TEXT BLOCK:
The Shift I’ve Been Noticing and Can’t Stop Thinking About
Some hotels, however, are taking this a creative step further. What LOOKFANTASTIC and Hyde have done is move from product placement to emotional curation. The edits aren’t named after trending ingredients or skin types. They’re named after states: rest, curiosity, forgetting. That’s a fundamentally different language. It assumes the guest arrives with a feeling, not just a skincare routine gap.
And it absolutely makes sense that LOOKFANTASTIC are the right partner for this. For those who may not know, LOOKFANTASTIC is Europe’s number one online destination for premium and luxury beauty. As the number one destination, it’s fair to say they know exactly what their customer wants—making this kind of collaboration a creative and intentional one.
A deeper dive into their brand reveals that they’re guided by the idea of beauty, made personal. Which, when you think about it, is exactly what an edit named after how you feel rather than what you need is trying to achieve. This collaboration isn’t a coincidence. It’s a natural meeting point between two brands that both understand the guest as a whole person rather than a transaction.


This isn’t happening in isolation. Wellness in hospitality has been moving in this direction for a while, and personalisation is where everything is going. This reminds me again of my stays at IT Mallorca’s hotels last October.
We stayed across four properties, and in each one, the wind down routine included returning to the room to find a selection of teas arranged on the bed, each chosen according to how you might be feeling that evening: restful, wanting to decongest, wanting to debloat. It was such a thoughtful touch that stayed with me, and I’m noticing more and more hotels following this line of thinking.
Whilst the intention of a holiday is to have the best time, things don’t always go to plan, and that’s where helpful, intentional amenities like these bring you back to the calm you imagined when you first booked the trip. I’m naturally a better human on holiday, especially when it’s somewhere drenched in Vitamin D alongside Vitamin Sea. And it’s the small, emotionally considered touches that help me stay that way.

PARTS OF THE EXERCISE:
1 – Answer each question from the hotel amenities text, one line per answer, marked (a), (b), (c).
(a) What three states are the edits named after?
(b) What does the text say LOOKFANTASTIC is?
(c) Across how many properties did the stay last October take place?
2 – The hotel amenities text describes teas chosen to match how a guest might feel in the evening. List every feeling it gives for choosing the teas.

STORED DATA:
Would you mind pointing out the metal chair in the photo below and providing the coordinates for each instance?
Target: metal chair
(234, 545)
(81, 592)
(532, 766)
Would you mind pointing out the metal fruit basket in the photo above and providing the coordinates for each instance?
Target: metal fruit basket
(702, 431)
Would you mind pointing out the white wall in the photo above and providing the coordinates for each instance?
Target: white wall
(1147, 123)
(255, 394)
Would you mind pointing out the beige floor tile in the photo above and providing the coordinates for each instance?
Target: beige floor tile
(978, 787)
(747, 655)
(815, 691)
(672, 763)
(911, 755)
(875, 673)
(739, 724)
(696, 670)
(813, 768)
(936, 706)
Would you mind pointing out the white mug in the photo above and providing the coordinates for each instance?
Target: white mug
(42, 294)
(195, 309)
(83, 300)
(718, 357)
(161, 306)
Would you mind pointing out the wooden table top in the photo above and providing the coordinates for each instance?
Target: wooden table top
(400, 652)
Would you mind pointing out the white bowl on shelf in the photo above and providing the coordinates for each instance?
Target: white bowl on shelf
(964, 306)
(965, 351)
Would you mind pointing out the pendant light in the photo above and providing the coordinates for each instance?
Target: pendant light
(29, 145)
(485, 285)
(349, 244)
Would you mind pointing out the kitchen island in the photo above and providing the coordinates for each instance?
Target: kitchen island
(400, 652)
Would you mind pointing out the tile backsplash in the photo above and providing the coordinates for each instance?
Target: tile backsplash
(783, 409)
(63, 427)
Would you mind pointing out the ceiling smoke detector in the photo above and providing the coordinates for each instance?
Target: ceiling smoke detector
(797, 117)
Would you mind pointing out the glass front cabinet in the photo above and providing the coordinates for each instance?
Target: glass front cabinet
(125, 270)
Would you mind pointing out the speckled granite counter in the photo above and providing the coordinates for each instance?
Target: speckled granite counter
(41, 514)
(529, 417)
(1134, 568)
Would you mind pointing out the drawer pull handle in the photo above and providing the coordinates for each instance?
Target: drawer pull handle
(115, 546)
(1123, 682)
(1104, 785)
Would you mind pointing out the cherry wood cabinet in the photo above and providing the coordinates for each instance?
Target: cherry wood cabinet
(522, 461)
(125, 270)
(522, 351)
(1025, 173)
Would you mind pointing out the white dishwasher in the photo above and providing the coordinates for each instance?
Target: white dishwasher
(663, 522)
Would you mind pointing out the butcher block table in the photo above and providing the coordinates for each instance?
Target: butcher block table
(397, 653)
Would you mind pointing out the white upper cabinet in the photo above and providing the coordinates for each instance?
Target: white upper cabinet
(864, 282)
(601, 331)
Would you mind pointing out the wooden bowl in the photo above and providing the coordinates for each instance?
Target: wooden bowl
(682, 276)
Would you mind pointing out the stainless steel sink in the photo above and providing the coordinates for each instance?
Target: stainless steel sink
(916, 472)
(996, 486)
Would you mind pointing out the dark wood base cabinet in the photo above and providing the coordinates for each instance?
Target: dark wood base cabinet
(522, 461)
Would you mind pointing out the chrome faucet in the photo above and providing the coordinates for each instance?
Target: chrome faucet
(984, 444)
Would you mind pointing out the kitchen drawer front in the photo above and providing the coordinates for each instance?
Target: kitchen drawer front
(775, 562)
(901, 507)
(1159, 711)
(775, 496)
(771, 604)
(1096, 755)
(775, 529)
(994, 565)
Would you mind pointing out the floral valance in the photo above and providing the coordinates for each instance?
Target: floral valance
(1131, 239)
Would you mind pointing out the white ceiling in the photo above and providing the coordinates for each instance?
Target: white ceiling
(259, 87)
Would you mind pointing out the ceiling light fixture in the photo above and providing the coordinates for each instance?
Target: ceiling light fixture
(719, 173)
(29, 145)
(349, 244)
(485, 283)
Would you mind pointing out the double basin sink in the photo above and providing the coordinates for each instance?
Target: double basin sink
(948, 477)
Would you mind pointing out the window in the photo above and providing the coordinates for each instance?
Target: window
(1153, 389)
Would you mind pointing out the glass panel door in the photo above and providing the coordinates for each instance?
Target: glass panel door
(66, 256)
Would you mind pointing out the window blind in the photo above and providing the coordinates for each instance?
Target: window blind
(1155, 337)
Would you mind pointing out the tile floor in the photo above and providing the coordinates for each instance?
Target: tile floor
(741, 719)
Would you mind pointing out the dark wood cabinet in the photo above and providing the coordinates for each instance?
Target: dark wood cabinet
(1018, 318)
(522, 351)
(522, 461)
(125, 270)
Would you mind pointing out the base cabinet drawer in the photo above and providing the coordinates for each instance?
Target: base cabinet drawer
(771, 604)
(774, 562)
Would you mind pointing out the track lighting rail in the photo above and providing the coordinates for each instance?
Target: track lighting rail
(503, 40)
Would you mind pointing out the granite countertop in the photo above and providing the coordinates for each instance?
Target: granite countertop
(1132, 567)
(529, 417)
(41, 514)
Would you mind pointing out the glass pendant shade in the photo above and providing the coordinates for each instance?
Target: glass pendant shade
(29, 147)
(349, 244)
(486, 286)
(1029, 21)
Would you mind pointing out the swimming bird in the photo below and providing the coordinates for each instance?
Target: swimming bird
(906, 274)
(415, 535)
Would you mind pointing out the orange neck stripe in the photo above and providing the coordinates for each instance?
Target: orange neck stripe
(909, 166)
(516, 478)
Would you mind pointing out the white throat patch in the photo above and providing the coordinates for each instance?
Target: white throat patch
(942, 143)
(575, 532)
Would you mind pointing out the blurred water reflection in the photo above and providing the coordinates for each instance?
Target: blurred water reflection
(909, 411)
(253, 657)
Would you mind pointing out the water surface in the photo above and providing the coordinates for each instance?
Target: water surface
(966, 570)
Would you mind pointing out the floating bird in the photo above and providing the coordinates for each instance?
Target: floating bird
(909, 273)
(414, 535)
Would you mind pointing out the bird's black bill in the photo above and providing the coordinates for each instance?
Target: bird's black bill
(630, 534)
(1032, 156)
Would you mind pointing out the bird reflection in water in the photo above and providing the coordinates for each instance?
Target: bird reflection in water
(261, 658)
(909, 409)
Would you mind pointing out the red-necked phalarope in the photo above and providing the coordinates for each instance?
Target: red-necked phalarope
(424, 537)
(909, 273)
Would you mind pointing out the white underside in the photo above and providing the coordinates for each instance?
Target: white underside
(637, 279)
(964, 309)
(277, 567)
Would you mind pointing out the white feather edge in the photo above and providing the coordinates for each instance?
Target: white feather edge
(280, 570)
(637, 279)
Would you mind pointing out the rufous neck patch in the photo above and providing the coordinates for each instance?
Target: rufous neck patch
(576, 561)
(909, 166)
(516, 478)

ANSWERS BELOW:
1 –
(a) Rest, curiosity, forgetting.
(b) Europe's number one online destination for premium and luxury beauty.
(c) Four.

2 –
- Restful
- Wanting to decongest
- Wanting to debloat